▶ _DESCRIPTION OF THE TASK_
In the Greenwood Village excerpt below, how much does a city spend on services for every dollar it receives from residential property taxes?

▶ _EXCERPT TO READ_
★ ★ ★

Poundstone appointed a committee of the City’s Mayor Pro-tem
and Councilmembers, who solicited Arapahoe Road commercial owners to annex to
Greenwood Village. The merchants preferred annexing to Greenwood Village over
Aurora, she explained.
“The money that came in was a godsend to the City,”
Poundstone commented. “Office buildings pay property taxes, but retail
properties (with their sales tax revenue) are really your slot machine. For
every dollar received from residential property taxes, a City spends $1.80 on
services. With retail, for every dollar spent, you get $14 back. We had
bridges that needed repair for years. During my term, we began replacing
bridges.”
The Preserve
Zoning a key parcel of land in rural Greenwood Village was a
long-standing, thorny issue that was resolved during Poundstone’s tenure. For
many years, the Koebel family had tried to rezone and develop their land, now
known as The Preserve. “A group in District 2, determined to keep the area
rural, wanted a measure on the ballot to bar development of the land between
Holly Street and Colorado Boulevard north of Orchard Road,” Poundstone stated.

★ ★ ★

▶ _GIVEN INFORMATION_
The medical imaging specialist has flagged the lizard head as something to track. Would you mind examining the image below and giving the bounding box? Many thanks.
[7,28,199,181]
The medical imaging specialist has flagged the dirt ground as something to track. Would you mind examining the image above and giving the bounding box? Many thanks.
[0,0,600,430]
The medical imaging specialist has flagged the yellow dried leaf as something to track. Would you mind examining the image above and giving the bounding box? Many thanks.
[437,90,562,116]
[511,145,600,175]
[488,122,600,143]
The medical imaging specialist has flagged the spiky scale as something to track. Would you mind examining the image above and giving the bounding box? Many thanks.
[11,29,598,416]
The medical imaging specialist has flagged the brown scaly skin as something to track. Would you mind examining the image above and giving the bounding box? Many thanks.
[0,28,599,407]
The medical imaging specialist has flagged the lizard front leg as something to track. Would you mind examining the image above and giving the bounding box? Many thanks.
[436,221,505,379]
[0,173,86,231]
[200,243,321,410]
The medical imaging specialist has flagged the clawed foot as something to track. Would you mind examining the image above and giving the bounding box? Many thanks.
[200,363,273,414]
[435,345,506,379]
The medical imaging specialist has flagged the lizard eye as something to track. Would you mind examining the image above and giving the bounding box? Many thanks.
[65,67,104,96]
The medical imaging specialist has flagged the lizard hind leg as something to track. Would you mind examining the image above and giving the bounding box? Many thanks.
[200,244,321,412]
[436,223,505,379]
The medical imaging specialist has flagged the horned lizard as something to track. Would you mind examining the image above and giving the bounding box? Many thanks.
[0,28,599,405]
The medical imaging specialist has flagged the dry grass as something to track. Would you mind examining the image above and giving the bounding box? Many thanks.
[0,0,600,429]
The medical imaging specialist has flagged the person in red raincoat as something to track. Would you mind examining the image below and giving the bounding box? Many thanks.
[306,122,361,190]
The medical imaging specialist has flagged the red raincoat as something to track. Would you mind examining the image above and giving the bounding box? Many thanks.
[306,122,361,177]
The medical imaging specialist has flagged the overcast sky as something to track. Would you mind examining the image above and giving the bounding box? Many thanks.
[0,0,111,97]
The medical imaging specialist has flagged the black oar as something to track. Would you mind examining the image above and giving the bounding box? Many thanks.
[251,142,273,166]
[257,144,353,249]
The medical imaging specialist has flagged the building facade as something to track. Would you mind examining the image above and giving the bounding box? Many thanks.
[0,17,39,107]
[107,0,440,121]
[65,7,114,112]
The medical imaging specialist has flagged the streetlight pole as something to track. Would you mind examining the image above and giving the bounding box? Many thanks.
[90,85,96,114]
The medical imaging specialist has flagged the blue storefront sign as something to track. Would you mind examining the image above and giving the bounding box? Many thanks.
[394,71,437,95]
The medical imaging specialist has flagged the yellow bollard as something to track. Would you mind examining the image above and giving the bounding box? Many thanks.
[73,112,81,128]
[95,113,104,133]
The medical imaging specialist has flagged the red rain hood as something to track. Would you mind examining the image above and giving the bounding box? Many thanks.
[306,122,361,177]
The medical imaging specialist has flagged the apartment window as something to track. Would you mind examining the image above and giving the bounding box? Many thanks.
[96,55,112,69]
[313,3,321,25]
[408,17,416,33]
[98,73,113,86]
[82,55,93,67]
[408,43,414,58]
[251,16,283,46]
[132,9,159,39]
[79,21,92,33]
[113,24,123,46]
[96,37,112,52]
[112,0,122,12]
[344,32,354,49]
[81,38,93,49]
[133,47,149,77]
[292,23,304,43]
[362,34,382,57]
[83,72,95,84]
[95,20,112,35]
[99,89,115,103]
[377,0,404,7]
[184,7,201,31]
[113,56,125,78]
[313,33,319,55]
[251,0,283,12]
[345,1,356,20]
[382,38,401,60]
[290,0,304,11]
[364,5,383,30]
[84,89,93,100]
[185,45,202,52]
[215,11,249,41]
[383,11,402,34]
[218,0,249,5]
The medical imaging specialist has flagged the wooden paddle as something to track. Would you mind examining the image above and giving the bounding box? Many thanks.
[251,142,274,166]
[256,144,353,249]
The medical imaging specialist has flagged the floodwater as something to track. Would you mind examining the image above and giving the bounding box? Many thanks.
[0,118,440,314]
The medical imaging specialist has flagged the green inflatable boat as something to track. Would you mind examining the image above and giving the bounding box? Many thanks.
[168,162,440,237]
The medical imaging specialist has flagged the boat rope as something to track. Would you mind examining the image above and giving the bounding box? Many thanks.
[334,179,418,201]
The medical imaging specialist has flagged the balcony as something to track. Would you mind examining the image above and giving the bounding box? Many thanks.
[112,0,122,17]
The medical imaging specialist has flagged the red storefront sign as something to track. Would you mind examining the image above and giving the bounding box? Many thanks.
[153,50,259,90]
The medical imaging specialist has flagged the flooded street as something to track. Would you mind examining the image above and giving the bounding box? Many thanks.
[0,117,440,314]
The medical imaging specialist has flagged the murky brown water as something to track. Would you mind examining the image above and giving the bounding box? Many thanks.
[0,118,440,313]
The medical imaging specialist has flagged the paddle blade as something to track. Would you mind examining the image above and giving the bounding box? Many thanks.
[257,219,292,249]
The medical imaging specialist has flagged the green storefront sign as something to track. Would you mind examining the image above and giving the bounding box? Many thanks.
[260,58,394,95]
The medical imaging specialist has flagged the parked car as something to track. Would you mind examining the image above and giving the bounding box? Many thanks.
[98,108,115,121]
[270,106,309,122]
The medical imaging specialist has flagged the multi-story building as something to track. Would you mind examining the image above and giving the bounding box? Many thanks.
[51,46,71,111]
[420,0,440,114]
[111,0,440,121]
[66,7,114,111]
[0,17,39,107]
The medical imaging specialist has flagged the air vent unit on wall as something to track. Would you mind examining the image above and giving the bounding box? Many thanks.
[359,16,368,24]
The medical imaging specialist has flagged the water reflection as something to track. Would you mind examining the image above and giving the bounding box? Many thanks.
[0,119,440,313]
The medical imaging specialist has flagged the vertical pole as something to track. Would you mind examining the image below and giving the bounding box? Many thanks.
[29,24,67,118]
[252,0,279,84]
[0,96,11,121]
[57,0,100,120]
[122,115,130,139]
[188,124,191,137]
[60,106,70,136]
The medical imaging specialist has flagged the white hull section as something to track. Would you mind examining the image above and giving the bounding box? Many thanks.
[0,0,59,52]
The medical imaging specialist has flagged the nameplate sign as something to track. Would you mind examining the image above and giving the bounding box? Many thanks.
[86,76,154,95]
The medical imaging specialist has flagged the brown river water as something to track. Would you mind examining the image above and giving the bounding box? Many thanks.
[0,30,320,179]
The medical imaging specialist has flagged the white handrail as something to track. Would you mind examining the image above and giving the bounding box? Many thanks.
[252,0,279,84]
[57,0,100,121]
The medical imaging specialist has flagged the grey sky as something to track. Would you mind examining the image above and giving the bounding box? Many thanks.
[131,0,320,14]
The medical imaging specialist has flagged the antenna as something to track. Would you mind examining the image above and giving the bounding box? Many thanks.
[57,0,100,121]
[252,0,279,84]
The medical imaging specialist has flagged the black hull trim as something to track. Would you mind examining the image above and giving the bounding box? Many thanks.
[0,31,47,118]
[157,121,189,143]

★ ★ ★

▶ _REPLY TO THE TASK_
$1.80